## DOCUMENT EXCERPT

You don’t need a fortune to start building wealth. Thanks to the rise of microinvesting, even those with just a few bucks to spare can begin their journey to financial independence. The best part? You can start with as little as $5. For many Gen Zers and younger Aussies, this trend is becoming a game-changer in how they approach money—no need to wait until you’re rich to start investing.

What is Microinvesting?

Microinvesting is exactly what it sounds like: investing small amounts of money, often as little as $5, through apps or platforms designed for everyday people. It’s become especially popular with younger people or those on lower incomes who might not have a lot of extra cash lying around but still want to start building wealth. Apps like Raiz or Spaceship allow you to invest in things like stocks, bonds, or ETFs (Exchange Traded Funds) with minimal risk and minimal investment.

So, why are young Aussies jumping on this trend? Well, savings accounts aren’t cutting it anymore. With interest rates hovering around 4.5%, keeping your money in a savings account won’t get you far—especially with the rising cost of living. Meanwhile, investments have historically averaged returns of 10% or more, which is hard to ignore, explains Yahoo Finance. Microinvesting, then, becomes an accessible way to get your money working for you—even if you’re just starting with a handful of change.

What’s Your Goal?

Before you dive in, though, it’s important to think about what you want to achieve. Are you just testing the waters, seeing if investing is something you want to commit to long-term? Or do you have a specific goal, like saving for a home or paying off debt? The clearer your goal, the easier it’ll be to figure out your strategy.

If you’re just getting your feet wet, microinvesting is a low-risk way to build confidence. But if you’re trying to save for a first home deposit, you might be better off looking into programs like the First Home Super Saver (FHSS) scheme, which offers tax benefits and is more suited for saving a large lump sum.

Setting a Budget

“Micro” means different things to different people. For some, $5 is micro. For others, it might be $500. Whatever the amount, it’s crucial to stick to a budget you can afford. Don’t invest more than you can afford to lose, and if you’re in debt, it might be worth focusing on paying that off first. Microinvesting shouldn’t put you in the red.

## EXERCISE OBJECTIVE
In the microinvesting article, condense the paragraph that begins "So, why are young Aussies jumping on this trend?" into a short bulleted list that keeps its main facts.

## STORED DATA
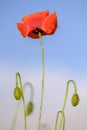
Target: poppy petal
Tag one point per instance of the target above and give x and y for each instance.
(23, 28)
(50, 24)
(29, 18)
(35, 19)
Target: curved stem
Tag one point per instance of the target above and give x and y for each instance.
(21, 87)
(18, 105)
(42, 90)
(65, 99)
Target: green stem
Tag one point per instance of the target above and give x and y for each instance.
(42, 90)
(63, 120)
(67, 86)
(18, 105)
(65, 99)
(21, 87)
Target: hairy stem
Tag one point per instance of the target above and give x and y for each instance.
(42, 90)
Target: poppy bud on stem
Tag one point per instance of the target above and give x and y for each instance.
(75, 101)
(42, 91)
(18, 93)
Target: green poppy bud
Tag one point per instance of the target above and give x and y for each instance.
(75, 99)
(29, 108)
(17, 93)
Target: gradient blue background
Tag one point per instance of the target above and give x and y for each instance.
(65, 58)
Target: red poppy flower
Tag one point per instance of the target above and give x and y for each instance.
(38, 22)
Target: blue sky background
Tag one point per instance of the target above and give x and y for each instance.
(65, 58)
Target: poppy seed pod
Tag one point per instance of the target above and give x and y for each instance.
(29, 108)
(17, 93)
(75, 99)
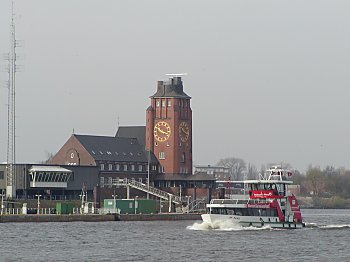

## ANSWER TO THIS EXERCISE
- Young Aussies are turning to microinvesting because savings accounts no longer pay enough.
- Savings interest rates sit around 4.5%, which doesn't go far as the cost of living rises.
- According to Yahoo Finance, investments have historically averaged returns of 10% or more.
- Microinvesting offers an accessible way to put money to work, even when starting with only a small amount.